> **ПРЕДСТАВЛЕННЫЕ ДАННЫЕ**:

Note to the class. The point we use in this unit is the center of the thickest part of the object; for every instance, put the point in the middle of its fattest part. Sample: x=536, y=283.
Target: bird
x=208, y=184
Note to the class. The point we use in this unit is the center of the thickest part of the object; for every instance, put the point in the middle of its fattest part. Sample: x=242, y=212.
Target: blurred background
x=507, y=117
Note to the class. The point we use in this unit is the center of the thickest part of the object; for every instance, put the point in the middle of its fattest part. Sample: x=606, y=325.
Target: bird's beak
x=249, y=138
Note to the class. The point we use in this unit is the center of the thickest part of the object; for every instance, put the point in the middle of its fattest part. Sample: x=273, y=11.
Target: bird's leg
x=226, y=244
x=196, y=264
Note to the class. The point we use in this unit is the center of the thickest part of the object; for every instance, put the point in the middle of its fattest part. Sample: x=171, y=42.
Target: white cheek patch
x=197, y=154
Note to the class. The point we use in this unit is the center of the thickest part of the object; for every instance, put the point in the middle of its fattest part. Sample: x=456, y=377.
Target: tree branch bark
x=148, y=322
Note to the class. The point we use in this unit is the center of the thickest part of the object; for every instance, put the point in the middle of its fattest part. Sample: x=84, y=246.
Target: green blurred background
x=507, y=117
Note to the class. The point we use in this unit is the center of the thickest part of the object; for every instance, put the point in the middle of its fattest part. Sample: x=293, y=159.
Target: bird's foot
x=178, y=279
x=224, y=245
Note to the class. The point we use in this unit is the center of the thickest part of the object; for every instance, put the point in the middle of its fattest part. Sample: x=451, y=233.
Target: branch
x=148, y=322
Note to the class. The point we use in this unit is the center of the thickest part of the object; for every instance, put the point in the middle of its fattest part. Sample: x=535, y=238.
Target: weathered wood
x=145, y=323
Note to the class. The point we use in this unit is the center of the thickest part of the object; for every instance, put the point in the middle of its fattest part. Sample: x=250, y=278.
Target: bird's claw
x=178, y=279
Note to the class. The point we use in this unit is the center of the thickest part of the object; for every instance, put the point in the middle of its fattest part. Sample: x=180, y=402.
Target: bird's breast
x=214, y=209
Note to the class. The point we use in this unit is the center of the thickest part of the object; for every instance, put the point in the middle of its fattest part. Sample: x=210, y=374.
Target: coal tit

> **ЧТО НУЖНО СДЕЛАТЬ**: Представьте в виде нумерованного списка весь материал от самого начала вплоть до строки с «x=224, y=245» включительно. Пустые строки не включайте.

> **ОТВЕТ НИЖЕ**:
1. Note to the class. The point we use in this unit is the center of the thickest part of the object; for every instance, put the point in the middle of its fattest part. Sample: x=536, y=283.
2. Target: bird
3. x=208, y=184
4. Note to the class. The point we use in this unit is the center of the thickest part of the object; for every instance, put the point in the middle of its fattest part. Sample: x=242, y=212.
5. Target: blurred background
6. x=507, y=117
7. Note to the class. The point we use in this unit is the center of the thickest part of the object; for every instance, put the point in the middle of its fattest part. Sample: x=606, y=325.
8. Target: bird's beak
9. x=249, y=138
10. Note to the class. The point we use in this unit is the center of the thickest part of the object; for every instance, put the point in the middle of its fattest part. Sample: x=273, y=11.
11. Target: bird's leg
12. x=226, y=244
13. x=196, y=264
14. Note to the class. The point we use in this unit is the center of the thickest part of the object; for every instance, put the point in the middle of its fattest part. Sample: x=171, y=42.
15. Target: white cheek patch
16. x=197, y=154
17. Note to the class. The point we use in this unit is the center of the thickest part of the object; for every instance, put the point in the middle of its fattest part. Sample: x=456, y=377.
18. Target: tree branch bark
19. x=148, y=322
20. Note to the class. The point we use in this unit is the center of the thickest part of the object; for every instance, put the point in the middle of its fattest part. Sample: x=84, y=246.
21. Target: green blurred background
22. x=507, y=117
23. Note to the class. The point we use in this unit is the center of the thickest part of the object; for every instance, put the point in the middle of its fattest part. Sample: x=293, y=159.
24. Target: bird's foot
25. x=178, y=279
26. x=224, y=245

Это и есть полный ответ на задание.